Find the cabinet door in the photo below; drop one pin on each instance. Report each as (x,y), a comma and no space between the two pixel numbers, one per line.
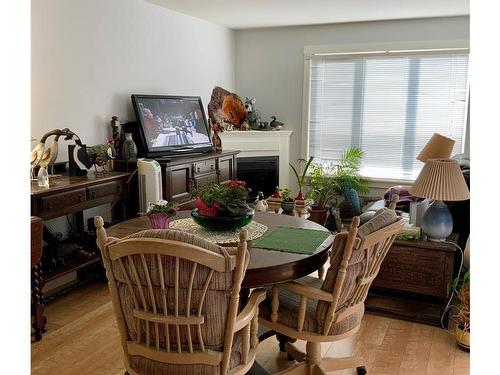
(178,183)
(205,179)
(227,169)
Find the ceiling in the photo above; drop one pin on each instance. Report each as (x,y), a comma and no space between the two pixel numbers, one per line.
(240,14)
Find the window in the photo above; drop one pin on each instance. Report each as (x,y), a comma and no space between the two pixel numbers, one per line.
(387,104)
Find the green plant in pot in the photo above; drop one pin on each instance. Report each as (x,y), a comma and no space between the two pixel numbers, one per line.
(287,202)
(301,174)
(461,286)
(99,156)
(329,182)
(222,206)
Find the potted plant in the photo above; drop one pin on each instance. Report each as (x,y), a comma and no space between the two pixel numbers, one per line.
(99,156)
(461,285)
(328,182)
(301,175)
(159,213)
(287,202)
(221,207)
(227,199)
(324,191)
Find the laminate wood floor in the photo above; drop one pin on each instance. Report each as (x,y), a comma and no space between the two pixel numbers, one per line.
(82,339)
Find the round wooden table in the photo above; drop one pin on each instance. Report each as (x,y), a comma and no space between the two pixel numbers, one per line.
(266,267)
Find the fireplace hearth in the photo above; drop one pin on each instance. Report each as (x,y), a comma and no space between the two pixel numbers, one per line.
(261,173)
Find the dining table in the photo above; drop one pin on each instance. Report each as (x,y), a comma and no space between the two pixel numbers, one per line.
(266,267)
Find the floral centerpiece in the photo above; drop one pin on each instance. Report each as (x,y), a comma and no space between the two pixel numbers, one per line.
(228,199)
(160,213)
(222,206)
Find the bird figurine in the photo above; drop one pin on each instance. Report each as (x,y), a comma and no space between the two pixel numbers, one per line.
(38,152)
(50,154)
(276,125)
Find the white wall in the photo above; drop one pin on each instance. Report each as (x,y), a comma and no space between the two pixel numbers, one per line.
(269,62)
(89,56)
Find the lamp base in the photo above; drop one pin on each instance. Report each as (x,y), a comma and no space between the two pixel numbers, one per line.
(437,222)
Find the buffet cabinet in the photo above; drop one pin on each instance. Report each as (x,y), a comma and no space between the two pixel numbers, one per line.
(182,175)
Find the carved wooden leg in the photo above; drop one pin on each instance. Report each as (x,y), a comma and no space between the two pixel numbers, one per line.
(321,272)
(313,351)
(282,339)
(37,301)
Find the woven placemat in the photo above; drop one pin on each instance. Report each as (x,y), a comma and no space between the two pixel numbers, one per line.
(255,230)
(292,240)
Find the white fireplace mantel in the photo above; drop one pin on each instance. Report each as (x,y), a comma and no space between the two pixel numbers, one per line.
(262,143)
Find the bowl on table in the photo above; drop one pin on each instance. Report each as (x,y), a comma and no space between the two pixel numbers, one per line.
(222,223)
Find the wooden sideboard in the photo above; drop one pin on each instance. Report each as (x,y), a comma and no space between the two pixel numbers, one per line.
(413,281)
(73,194)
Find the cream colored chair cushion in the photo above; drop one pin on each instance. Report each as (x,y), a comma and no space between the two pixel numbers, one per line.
(289,307)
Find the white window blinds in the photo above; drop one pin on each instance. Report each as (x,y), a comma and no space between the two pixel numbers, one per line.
(389,106)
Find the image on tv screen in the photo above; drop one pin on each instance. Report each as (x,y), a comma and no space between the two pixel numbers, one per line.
(172,122)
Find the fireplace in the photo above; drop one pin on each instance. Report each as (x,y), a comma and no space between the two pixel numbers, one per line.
(261,173)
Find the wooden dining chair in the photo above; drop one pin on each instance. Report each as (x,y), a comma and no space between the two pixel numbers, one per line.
(318,311)
(176,298)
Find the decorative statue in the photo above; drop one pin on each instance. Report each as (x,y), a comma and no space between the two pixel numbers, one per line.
(253,115)
(275,124)
(226,110)
(216,141)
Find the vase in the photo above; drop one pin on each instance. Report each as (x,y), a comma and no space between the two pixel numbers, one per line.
(204,210)
(129,148)
(159,221)
(288,206)
(43,177)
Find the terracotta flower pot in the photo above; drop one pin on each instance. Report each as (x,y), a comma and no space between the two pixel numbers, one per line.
(463,338)
(204,210)
(318,215)
(288,206)
(159,221)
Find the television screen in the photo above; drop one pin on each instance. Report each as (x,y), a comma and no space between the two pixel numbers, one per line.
(171,123)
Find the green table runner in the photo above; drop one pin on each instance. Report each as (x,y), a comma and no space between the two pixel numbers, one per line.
(292,240)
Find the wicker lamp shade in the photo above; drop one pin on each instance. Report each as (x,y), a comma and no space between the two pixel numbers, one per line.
(438,147)
(441,179)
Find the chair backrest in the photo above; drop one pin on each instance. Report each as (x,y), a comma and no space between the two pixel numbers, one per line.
(355,260)
(175,295)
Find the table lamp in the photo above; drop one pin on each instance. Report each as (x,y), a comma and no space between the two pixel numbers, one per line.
(441,180)
(438,147)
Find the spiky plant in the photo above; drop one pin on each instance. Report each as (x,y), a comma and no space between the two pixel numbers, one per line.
(329,181)
(302,175)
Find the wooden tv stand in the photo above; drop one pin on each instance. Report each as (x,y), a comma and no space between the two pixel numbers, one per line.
(181,174)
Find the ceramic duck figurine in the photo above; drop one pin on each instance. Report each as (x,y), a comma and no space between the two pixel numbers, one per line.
(260,203)
(275,124)
(37,154)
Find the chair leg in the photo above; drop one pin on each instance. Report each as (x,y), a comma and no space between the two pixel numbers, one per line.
(334,364)
(40,323)
(298,369)
(321,272)
(294,353)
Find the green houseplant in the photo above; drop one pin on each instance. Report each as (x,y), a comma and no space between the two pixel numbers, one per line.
(287,202)
(461,286)
(328,182)
(222,206)
(160,212)
(301,174)
(99,156)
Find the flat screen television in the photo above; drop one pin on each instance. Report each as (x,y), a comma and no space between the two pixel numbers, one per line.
(172,125)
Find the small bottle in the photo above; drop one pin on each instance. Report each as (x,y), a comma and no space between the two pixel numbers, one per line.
(129,149)
(117,131)
(43,177)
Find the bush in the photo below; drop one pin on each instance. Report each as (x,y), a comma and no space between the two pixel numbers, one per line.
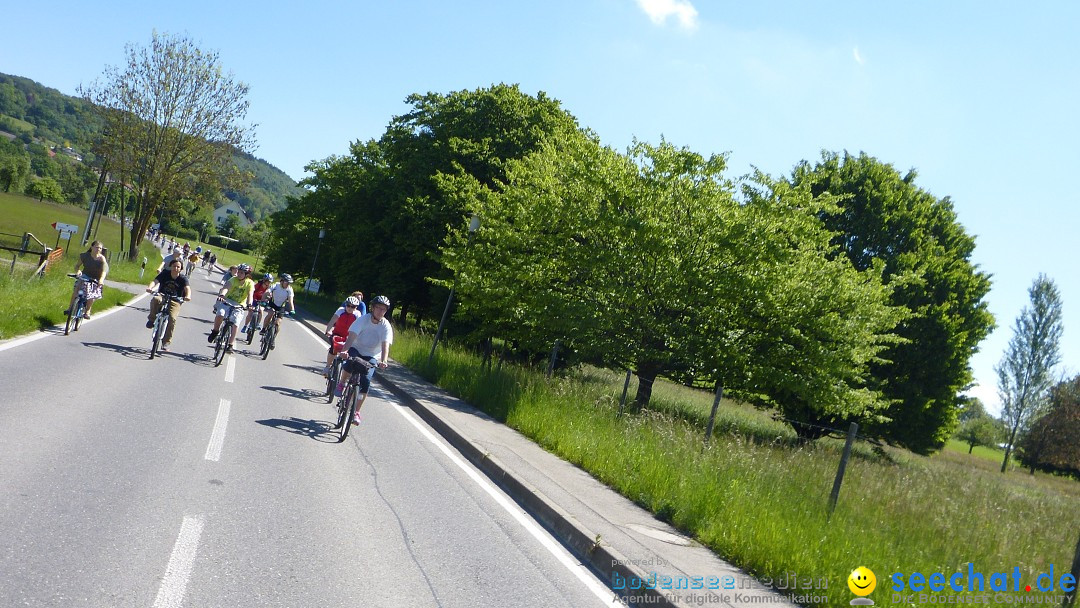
____
* _What this task involves_
Rewrite all of the entries above as a numbered list, dropping any blank lines and leaving out the pictures.

* _Complete answer_
1. Find the cabinet door in the photo below; drop one pin on each instance. Report each as (x,y), a comma and no space between the two pixel numbers, one per line.
2. (178,183)
3. (205,179)
4. (227,169)
5. Find the ceiling in the photo above; drop one pin on each instance. Report each as (x,y), a comma and no space between the two pixel numbers, one per line.
6. (240,14)
7. Find the window in the photo above; drop one pin on each instance. Report each as (x,y), a comma and no space between the two pixel numbers, one per line.
8. (387,104)
9. Find the green plant in pot in the photo above; drop one pin on each instance. Report each as (x,y), a comma and no space between the two pixel numbers, one per line.
10. (287,202)
11. (301,174)
12. (461,286)
13. (99,156)
14. (329,182)
15. (222,206)
16. Find the potted plant in the photo above; drop one pin on each instance. Report each as (x,y), a comma and no space between the two pixel numbers, one per line.
17. (99,156)
18. (461,285)
19. (328,182)
20. (301,175)
21. (159,213)
22. (287,202)
23. (221,207)
24. (227,199)
25. (324,191)
26. Find the laminate wood floor in the photo above; drop one pin on each instance. Report each as (x,y), a comma and no space between the two pixel numbers, one per line.
27. (82,339)
28. Find the round wooden table in the photo above; drop one pin on each instance. Report each as (x,y), a comma and no space between the two pixel numbers, one per line.
29. (266,267)
30. Find the fireplace hearth in the photo above; drop one pin on each instance. Report each as (x,y), a comma and no space between the two pixel numbers, one per line.
31. (261,173)
32. Find the dining table in the photo above; drop one pin on each instance. Report each as (x,y), a comma and no space between the two pixel numbers, one per line.
33. (266,267)
34. Find the floral centerpiece in the photo above; drop one pin on each instance. Report each as (x,y), a comma and no space between the two pixel numbers, one per line.
35. (228,199)
36. (160,213)
37. (222,206)
38. Find the bird figurine in the photo above; drop one pin on each instance. Report each as (x,y), a comma and no space between the two pixel numbers, one per line.
39. (38,152)
40. (50,154)
41. (276,125)
42. Find the white wall in the photo above; drop one pin on each instance. Report each as (x,y), a comma and no space between the two pixel numbers, one per line.
43. (269,62)
44. (89,56)
45. Find the lamp base in the photo above; drop one pin on each instance. Report each as (x,y), a comma and no space between the two pixel numbers, one per line.
46. (437,222)
47. Find the buffet cabinet in the photo above; drop one pin on each instance. Report each as (x,y), a comma and no space between the two pixel numbers, one per line.
48. (182,175)
49. Find the carved wooden leg in the photo above; drop one pin on each instance. Report each as (x,y), a comma and no space between the two pixel numbers, one per line.
50. (321,272)
51. (313,351)
52. (282,339)
53. (37,301)
54. Find the woven placemat in the photo above; drop one pin on each instance. Report each as (x,y), a comma and no space between the two pixel numbers, one per line.
55. (255,230)
56. (292,240)
57. Find the white fireplace mantel in the photo above; drop one pin on each instance. Report each as (x,y), a comma and no space between the two pixel numbers, one per line.
58. (262,143)
59. Find the bowl on table in the photo above; drop one pin on each instance. Report each as (x,y), a comma and no space between the two pixel numbers, one per line.
60. (222,223)
61. Find the wooden sideboard in the photo above; drop one pin on each instance. Report each as (x,y), a comma and no space between the two pixel numbers, one per line.
62. (413,281)
63. (73,194)
64. Find the cream colored chair cushion in the photo above; drop one pin on each instance. Report each as (x,y), a comma and no space between the two pixel numbers, one per line.
65. (289,307)
66. Find the white window blinds in the photo above; drop one pin on each instance. Report each as (x,y), a comma and no space between the two pixel numbers, one per line.
67. (389,106)
68. Find the image on tv screen in the photo above; drop one pin on each instance. Report each as (x,y), a comma and no space between the two pixel numbers, one per line.
69. (172,122)
70. Find the fireplace in the photo above; drop one pin on each instance. Report each as (x,y), a comma and no space between the two pixel numbers, one per line.
71. (261,173)
72. Find the wooden dining chair in the photo above; drop one pin on each instance. Report each as (x,y), a comma and no space between the two pixel numbers, one per line.
73. (318,311)
74. (176,298)
75. Find the decorative statue in the photo above; drop one pin on each instance. Report each as (x,y), a comma and no space between the two pixel numbers, one per line.
76. (253,115)
77. (275,124)
78. (226,110)
79. (216,141)
80. Find the vase in the photo above; drop one pin on each instance. Report each as (x,y), a comma and no space between the two pixel numbers, one per line.
81. (204,210)
82. (129,148)
83. (159,221)
84. (288,206)
85. (43,177)
86. Find the terracotta flower pot in the photo above; drop one pin on each instance. Report each as (x,y), a comma and no space between the two pixel numbers, one per line.
87. (463,338)
88. (204,210)
89. (318,215)
90. (288,206)
91. (159,221)
92. Find the television screen in the photo above; drop one pin on each instance. Report each as (x,y), a comma and no space between the two pixel numbers, one per line.
93. (171,123)
94. Find the green table runner in the photo above; drop one pin on each instance. Report each as (x,y), a comma and no space between the two pixel numbers, one per line.
95. (292,240)
96. Find the wicker lamp shade in the photo above; drop one pin on each instance. Report each as (x,y), a comma and no space between the two pixel numbers, one per line.
97. (438,147)
98. (441,179)
99. Find the chair backrest in the photo above; drop one pin on each instance. Report each as (x,y), a comma and no space between the two pixel numbers, one per line.
100. (355,260)
101. (175,295)
102. Find the table lamp in the photo above; drop one pin on each instance. Report each as (x,y), a comma and no space between the two pixel numbers, one per line.
103. (441,180)
104. (438,147)
105. Find the spiky plant in the photo above; drop one pin on each instance. Report each as (x,y), a comma and no space between the two pixel numbers, one per line.
106. (329,181)
107. (302,175)
108. Find the wooden tv stand in the photo above; drop one pin on each instance. Report each as (x,y), a comma and no space between the two pixel numbers, one per line.
109. (181,174)
110. Find the ceramic duck figurine in the photo above; drop one pin on each instance. Report each as (x,y), a comma and no space between the two pixel numbers, one per line.
111. (260,203)
112. (275,124)
113. (37,154)
114. Find the chair leg in the photo above; drop one pin on each instance. Report each as (x,y), a comma and no space between the two pixel numbers, one per line.
115. (334,364)
116. (40,323)
117. (298,369)
118. (321,272)
119. (294,353)
120. Find the green houseplant in the photo above; drop one pin on each instance. Report each as (x,y), a comma and no space between the two pixel numbers, one per line.
121. (287,202)
122. (461,286)
123. (328,182)
124. (222,206)
125. (160,212)
126. (301,174)
127. (99,156)
128. Find the flat screen television in the photo above; drop one pin on each instance. Report each as (x,y), a comma and no space between the two pixel numbers, one per line.
129. (172,125)
130. Find the small bottle in the photo above; drop one pin on each instance. Report each as (x,y), a comma and no space between the two pixel numbers, one per line.
131. (129,149)
132. (117,131)
133. (43,177)
134. Find the bush in the photo below; drop one pin on each instance. Report each as (x,y), a comma and no space between the two pixel numbers, one per line.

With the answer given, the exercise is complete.